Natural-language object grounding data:

=-=-=-=-=

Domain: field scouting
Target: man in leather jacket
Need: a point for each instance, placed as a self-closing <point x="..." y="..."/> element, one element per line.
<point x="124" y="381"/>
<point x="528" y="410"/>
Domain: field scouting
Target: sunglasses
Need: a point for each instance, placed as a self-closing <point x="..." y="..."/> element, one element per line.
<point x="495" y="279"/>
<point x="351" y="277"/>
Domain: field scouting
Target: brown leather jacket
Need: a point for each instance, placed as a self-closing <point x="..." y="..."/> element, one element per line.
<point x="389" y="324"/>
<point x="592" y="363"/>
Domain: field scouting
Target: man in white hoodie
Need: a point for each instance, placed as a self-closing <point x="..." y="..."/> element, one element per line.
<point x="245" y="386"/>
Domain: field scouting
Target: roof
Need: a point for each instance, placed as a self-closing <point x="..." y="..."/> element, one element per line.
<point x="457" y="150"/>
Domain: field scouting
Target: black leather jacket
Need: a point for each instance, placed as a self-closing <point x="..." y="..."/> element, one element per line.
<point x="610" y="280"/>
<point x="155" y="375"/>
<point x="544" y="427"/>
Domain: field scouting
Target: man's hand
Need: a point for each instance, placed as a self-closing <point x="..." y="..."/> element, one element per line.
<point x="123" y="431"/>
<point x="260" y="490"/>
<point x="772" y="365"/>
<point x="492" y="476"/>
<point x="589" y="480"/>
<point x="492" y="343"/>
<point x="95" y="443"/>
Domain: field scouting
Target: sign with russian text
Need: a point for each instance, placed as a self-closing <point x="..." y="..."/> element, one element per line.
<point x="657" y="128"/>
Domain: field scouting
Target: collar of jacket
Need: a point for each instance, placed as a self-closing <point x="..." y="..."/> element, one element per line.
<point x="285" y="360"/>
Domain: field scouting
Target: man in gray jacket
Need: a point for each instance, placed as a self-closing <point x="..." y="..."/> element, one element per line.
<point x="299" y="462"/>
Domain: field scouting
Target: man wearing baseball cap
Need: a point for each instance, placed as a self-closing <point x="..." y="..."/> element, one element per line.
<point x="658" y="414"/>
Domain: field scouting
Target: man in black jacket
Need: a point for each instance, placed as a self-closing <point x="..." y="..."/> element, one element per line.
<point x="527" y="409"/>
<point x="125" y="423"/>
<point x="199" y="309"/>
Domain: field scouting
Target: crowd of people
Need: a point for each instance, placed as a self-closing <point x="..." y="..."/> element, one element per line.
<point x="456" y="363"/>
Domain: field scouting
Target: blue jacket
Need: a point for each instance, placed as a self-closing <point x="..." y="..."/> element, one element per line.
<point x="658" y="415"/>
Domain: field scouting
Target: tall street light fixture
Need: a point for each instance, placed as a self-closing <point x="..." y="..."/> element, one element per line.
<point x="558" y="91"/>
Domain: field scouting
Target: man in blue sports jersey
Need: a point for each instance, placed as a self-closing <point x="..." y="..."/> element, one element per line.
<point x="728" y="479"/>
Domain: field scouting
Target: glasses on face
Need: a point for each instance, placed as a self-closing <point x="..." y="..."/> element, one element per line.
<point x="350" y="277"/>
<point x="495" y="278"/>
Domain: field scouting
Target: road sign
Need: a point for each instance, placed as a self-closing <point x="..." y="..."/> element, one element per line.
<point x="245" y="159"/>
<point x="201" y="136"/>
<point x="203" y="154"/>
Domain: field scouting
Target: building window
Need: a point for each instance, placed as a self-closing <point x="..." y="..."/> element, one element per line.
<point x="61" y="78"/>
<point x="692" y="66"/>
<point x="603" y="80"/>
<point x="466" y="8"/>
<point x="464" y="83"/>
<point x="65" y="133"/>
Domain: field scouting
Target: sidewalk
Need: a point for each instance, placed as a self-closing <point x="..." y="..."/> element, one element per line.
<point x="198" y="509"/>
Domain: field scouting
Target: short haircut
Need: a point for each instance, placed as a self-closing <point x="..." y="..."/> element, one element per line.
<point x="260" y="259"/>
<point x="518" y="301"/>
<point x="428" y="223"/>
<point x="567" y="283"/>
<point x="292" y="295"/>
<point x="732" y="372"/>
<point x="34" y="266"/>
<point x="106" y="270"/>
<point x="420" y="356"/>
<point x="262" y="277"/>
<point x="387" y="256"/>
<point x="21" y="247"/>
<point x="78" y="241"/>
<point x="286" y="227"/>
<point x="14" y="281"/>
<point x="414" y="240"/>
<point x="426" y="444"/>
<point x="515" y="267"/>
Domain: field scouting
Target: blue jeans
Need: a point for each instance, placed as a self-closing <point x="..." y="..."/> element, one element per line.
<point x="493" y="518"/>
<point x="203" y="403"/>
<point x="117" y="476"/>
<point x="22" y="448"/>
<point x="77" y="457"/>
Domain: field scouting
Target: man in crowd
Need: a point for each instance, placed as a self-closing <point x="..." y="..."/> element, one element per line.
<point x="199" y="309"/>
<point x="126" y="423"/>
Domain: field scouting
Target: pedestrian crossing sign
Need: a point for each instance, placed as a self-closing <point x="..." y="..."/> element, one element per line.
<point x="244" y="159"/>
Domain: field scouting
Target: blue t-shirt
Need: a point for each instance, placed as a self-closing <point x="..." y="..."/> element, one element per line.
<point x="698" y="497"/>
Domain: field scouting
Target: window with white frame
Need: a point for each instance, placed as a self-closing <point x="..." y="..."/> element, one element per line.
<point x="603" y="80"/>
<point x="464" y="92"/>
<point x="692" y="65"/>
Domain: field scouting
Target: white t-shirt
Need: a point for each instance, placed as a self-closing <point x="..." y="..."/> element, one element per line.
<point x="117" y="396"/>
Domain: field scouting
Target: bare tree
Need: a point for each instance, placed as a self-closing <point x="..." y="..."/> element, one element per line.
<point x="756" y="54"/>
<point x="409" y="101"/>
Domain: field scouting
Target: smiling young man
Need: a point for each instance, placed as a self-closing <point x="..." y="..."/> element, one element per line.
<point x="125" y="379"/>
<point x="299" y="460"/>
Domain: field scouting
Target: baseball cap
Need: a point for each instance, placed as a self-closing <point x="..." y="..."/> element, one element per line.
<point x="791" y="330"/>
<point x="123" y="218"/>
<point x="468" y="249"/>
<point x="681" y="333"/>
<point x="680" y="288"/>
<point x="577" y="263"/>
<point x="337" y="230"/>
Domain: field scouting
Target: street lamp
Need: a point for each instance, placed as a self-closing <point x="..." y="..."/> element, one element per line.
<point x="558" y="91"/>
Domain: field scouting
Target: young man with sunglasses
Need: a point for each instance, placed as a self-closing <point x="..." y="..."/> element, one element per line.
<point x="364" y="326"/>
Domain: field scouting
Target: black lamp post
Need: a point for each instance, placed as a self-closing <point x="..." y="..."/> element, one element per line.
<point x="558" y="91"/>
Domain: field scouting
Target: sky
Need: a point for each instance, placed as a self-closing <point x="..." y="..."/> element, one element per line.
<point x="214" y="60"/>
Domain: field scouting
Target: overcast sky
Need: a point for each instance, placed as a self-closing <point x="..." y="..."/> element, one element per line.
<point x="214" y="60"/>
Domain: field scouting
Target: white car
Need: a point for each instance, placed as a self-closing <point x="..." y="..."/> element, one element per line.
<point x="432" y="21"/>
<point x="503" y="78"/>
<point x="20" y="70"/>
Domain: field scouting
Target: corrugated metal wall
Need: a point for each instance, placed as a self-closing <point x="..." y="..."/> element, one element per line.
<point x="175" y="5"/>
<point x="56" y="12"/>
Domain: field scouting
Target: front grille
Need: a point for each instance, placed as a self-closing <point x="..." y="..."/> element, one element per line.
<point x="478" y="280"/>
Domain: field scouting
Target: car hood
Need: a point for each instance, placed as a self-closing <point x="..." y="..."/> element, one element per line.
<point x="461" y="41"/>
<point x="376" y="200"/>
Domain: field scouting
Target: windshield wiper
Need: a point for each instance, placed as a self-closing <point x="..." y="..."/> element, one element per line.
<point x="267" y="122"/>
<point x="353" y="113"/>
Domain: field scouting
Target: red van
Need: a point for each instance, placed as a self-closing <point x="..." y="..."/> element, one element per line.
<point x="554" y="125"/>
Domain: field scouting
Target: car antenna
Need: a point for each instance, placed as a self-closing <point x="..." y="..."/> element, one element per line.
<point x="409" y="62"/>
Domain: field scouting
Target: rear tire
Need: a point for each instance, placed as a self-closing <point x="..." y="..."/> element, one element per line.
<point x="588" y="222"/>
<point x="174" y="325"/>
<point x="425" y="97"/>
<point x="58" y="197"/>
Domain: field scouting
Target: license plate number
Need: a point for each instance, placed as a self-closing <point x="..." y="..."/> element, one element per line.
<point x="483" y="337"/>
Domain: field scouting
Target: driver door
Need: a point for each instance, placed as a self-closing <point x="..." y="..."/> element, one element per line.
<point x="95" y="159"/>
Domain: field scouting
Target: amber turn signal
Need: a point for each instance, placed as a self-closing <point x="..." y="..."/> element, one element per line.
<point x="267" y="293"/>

=-=-=-=-=

WHAT IS NEEDED
The expected output is every line of the records in which the string "sunglasses" appears.

ANSWER SPACE
Target: sunglasses
Target: young man with sunglasses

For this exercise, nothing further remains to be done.